* WHAT IS NEEDED:
Write the listing out again, all of it, word for word.

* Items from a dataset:
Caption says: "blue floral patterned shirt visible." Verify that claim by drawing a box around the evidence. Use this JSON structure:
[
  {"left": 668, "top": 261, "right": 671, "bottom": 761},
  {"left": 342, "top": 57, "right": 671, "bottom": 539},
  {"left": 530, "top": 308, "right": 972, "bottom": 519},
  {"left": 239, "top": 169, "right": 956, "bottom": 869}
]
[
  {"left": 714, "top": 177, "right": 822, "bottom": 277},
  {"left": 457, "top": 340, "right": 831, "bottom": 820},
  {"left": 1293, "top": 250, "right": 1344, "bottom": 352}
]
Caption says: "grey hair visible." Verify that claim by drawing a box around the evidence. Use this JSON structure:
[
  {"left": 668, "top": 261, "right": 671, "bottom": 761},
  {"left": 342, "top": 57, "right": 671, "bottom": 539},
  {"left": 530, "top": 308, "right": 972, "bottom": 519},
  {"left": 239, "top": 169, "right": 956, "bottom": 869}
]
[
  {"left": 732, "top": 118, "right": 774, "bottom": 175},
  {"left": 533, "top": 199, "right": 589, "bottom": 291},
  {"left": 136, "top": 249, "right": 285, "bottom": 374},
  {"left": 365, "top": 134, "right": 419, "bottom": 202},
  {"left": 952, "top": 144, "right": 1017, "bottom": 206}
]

* TASK ANSWER:
Caption says: "blue floral patterned shirt visible." Verify that claim by drawing a box around the evidence. Use this JSON structure:
[
  {"left": 668, "top": 261, "right": 671, "bottom": 761},
  {"left": 342, "top": 57, "right": 671, "bottom": 539},
  {"left": 530, "top": 308, "right": 972, "bottom": 519},
  {"left": 239, "top": 169, "right": 956, "bottom": 869}
]
[
  {"left": 714, "top": 177, "right": 822, "bottom": 277},
  {"left": 457, "top": 340, "right": 831, "bottom": 820},
  {"left": 1293, "top": 250, "right": 1344, "bottom": 352}
]
Caption says: "grey hair visible." Verify that claim by drawing a box around the evidence. Use this JSON structure:
[
  {"left": 668, "top": 261, "right": 671, "bottom": 761},
  {"left": 342, "top": 57, "right": 671, "bottom": 539},
  {"left": 530, "top": 308, "right": 972, "bottom": 519},
  {"left": 239, "top": 169, "right": 956, "bottom": 869}
]
[
  {"left": 732, "top": 118, "right": 774, "bottom": 175},
  {"left": 533, "top": 199, "right": 589, "bottom": 291},
  {"left": 136, "top": 249, "right": 285, "bottom": 374},
  {"left": 365, "top": 134, "right": 419, "bottom": 202},
  {"left": 952, "top": 144, "right": 1017, "bottom": 206}
]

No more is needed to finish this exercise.